• **ПРЕДЛОЖЕННЫЙ ОТРЫВОК**:
· · · · · · ·
По носу критикам, доносящим на меня за «мистику»; и в эпоху записания «Дневников», и гораздо ранее, будучи шестиклассником, будущий Белый весьма старательно упражнялся в «как будто» в стиле собственных макетов собственной студии символизирования, источник которой — игра, а не вера: то, что Шкловский называет принципом «остраннения»; и Брюсов понял с первого мига встречи, что постановка «Атмосфер» великолепно уживается в Белом с критицизмом, Кантом и интересом к «Основам химии» Менделеева; тринадцатью страницами ранее тот же Брюсов записывает: «Был у меня Бугаев, читал свои стихи, говорил о химии»; пропускаю слишком лестную для себя фразу; и — дальше: «Зрелость… ума при странной молодости» («Дневники», стр. 121) 114.
Брюсов с первого мига понял, что мои символизационные упражнения, захватывающие не только «словесную фразу», но и «переживание» (индивидуальное и социальное) отстоят за тридевять земель от вер в мистическую «кошку серую», которыми порой так страдал в юном возрасте Александр Блок, бессознательно провоцируя меня к философским вопросам ему (в письмах), шуткам с выдуманным нами «Лапаном»115, постановочным макетом «остраннения» быта, чтобы выведать, в чем же корень его «Прекрасной дамы»; главное: право устраивать студию нового быта Белым оформлено отделом «Арабесок» под заглавием «Творчество жизни»116, то есть претворения переживаний, подчиненных стилю; как тщились создать стиль мебели, так юный Белый тщился в великой предерзости своей создать новые атмосферы переживаний под флагом «игр»117, — то самое, что Валерий Брюсов выметил в своих юных строчках:
Я сделал снег из лепестков118.
Но эти мои стилизационные игры идут из моей детской игры, «своей» игры, корень которой — в перелаживании предметов быта в знаки чего-то иного, еще искомого; из этой «игры» и выветвлялись все иные игры: и в «костюмы», и вот во что: прочитав «Эстетику» Шопенгауэра (третья часть «Мир, как воля и представление»), я пленился идеей Шопенгауэра о непосредственной возможности «увидеть идею»; и я каждый день останавливался на прогулке перед, например, домом: и зрительно учился увидеть стилистическое целое его формы (безотносительно к улице, нелепым вывескам), как нечто основное; я считал, что вижу «идею» дома, когда это удавалось; позднее с юным С. М. Соловьевым садились мы на бульваре, и я, наблюдая прохожих, силился увидеть «идею», то есть нечто типичное, чтобы мгновенно сымпровизировать фамилию, выражающую сущность прохожего; я восклицал:
— Вот идет Соня Алова с мисс Мак! Проходила девочка с гувернанткой. Раз я воскликнул:
— Фетюков!
· · · · · · ·
• **СПИСОК ДАННЫХ**:

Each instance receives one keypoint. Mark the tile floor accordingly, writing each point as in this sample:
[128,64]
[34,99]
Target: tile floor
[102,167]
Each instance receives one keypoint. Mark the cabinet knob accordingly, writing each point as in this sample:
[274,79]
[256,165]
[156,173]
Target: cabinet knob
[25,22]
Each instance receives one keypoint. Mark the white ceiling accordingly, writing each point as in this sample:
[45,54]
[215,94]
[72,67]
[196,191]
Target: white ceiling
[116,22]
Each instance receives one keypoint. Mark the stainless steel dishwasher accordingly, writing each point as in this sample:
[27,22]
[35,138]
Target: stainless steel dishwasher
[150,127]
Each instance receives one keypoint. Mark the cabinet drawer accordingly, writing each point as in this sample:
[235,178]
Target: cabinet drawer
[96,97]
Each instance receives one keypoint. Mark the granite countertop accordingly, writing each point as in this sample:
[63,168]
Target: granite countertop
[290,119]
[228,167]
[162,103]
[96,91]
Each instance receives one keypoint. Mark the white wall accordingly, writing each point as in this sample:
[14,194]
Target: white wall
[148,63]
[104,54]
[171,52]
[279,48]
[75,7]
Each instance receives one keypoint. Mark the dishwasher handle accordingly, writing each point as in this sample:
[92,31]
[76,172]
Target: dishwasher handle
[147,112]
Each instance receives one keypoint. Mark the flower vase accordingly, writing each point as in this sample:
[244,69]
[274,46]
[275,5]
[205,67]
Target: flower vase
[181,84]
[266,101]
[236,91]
· · · · · · ·
• **ЗАДАНИЯ**:
[1] Определите, соответствуют ли отрывку утверждения (а), (б) и (в). На каждое ответьте «да» или «нет» и приведите решающие слова отрывка в точной цитате.
(а) Брюсов записал, что Бугаев читал у него стихи и говорил о химии.
(б) Источником студии символизирования названа вера.
(в) На бульваре автор сидел, наблюдая прохожих, вместе с Блоком.
[2] Перепишите дословно часть отрывка, начиная со слов «По носу критикам, доносящим» и продолжая до слов «стр. 121) 114.».

• **ОТВЕТЫ**:
[1]
(а) Да: «Был у меня Бугаев, читал свои стихи, говорил о химии».
(б) Нет: «источник которой — игра, а не вера».
(в) Нет: «с юным С. М. Соловьевым садились мы на бульваре».

[2]
По носу критикам, доносящим на меня за «мистику»; и в эпоху записания «Дневников», и гораздо ранее, будучи шестиклассником, будущий Белый весьма старательно упражнялся в «как будто» в стиле собственных макетов собственной студии символизирования, источник которой — игра, а не вера: то, что Шкловский называет принципом «остраннения»; и Брюсов понял с первого мига встречи, что постановка «Атмосфер» великолепно уживается в Белом с критицизмом, Кантом и интересом к «Основам химии» Менделеева; тринадцатью страницами ранее тот же Брюсов записывает: «Был у меня Бугаев, читал свои стихи, говорил о химии»; пропускаю слишком лестную для себя фразу; и — дальше: «Зрелость… ума при странной молодости» («Дневники», стр. 121) 114.